### STATED EXERCISE
Reproduce this listing in full.

### TASK INPUTS
* * *
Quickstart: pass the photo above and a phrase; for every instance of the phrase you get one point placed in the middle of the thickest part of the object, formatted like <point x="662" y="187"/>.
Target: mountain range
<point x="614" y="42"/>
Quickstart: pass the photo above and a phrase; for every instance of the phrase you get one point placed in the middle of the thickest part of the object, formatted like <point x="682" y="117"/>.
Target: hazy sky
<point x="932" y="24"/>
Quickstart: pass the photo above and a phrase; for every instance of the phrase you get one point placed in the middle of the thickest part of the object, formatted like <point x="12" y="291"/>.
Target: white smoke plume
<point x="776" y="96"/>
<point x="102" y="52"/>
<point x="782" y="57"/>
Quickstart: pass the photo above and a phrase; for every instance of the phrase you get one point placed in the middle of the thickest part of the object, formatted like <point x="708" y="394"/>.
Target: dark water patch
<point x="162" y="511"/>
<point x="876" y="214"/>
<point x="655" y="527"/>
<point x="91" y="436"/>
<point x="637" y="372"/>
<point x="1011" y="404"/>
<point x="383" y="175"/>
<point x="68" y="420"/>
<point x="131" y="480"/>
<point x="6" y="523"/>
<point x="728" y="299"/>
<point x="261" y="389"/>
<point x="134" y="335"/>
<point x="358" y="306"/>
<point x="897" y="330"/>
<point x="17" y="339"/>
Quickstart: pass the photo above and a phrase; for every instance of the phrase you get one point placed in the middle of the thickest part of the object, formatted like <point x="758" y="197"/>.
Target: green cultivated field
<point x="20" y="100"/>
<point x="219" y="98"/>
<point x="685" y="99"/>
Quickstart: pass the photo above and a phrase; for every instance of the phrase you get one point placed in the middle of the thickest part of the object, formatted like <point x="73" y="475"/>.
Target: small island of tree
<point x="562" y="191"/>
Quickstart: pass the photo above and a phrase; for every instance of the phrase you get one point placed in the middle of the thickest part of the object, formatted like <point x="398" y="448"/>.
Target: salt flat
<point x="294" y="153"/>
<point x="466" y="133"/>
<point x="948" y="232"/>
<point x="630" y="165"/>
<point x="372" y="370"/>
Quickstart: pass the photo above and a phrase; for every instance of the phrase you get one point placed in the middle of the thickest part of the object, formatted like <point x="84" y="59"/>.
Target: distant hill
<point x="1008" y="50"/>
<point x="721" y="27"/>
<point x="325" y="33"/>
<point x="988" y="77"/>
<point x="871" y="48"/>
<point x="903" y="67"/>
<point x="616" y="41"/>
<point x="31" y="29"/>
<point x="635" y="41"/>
* * *
### RESULT FOR THIS TASK
Quickstart: pass the photo above and a phrase; for every instance of the phrase you get one point placed in the middle of the thickest part of the object, formatted like <point x="662" y="187"/>.
Target: mountain range
<point x="614" y="42"/>
Quickstart: pass the photo above and a phrase; for every instance of the phrase you get one point placed in the middle of the thickest part of the object, formatted like <point x="682" y="117"/>.
Target: hazy sky
<point x="932" y="24"/>
Quickstart: pass the photo above and a phrase; for every instance of the phrase you get one point placed in the middle of the thickest part of the object, formatted like <point x="12" y="291"/>.
Target: white smoke plume
<point x="776" y="96"/>
<point x="102" y="52"/>
<point x="782" y="57"/>
Quickstart: pass the photo above and a phrase; for every instance of the phrase you get one point placed in the middle of the thickest part of the object, formatted like <point x="708" y="394"/>.
Target: dark water patch
<point x="162" y="511"/>
<point x="876" y="214"/>
<point x="655" y="527"/>
<point x="91" y="436"/>
<point x="637" y="372"/>
<point x="1011" y="404"/>
<point x="383" y="175"/>
<point x="68" y="420"/>
<point x="131" y="480"/>
<point x="6" y="523"/>
<point x="728" y="299"/>
<point x="261" y="389"/>
<point x="134" y="335"/>
<point x="358" y="306"/>
<point x="897" y="330"/>
<point x="17" y="339"/>
Quickstart: pass the photo above and a phrase; for every instance of the phrase you get one point placed in the middle of the thickest part of the object, formatted like <point x="758" y="197"/>.
Target: green cultivated field
<point x="20" y="100"/>
<point x="219" y="98"/>
<point x="685" y="99"/>
Quickstart: pass the photo above and a phrase; for every instance of the phrase you get one point placed in the middle of the thickest part of the object, formatted like <point x="73" y="475"/>.
Target: small island of tree
<point x="562" y="191"/>
Quickstart: pass the photo above and a phrase; for every instance of the phrase you get one point placed in the middle of the thickest part of the object, formatted like <point x="398" y="448"/>.
Target: salt flat
<point x="294" y="153"/>
<point x="466" y="133"/>
<point x="948" y="232"/>
<point x="630" y="165"/>
<point x="372" y="370"/>
Quickstart: pass the photo above and a phrase; for every instance of the phrase you get one point placed in the middle of the thickest part of the object, formatted like <point x="84" y="59"/>.
Target: distant hill
<point x="1008" y="50"/>
<point x="721" y="27"/>
<point x="325" y="33"/>
<point x="988" y="77"/>
<point x="871" y="48"/>
<point x="903" y="67"/>
<point x="616" y="41"/>
<point x="31" y="29"/>
<point x="635" y="41"/>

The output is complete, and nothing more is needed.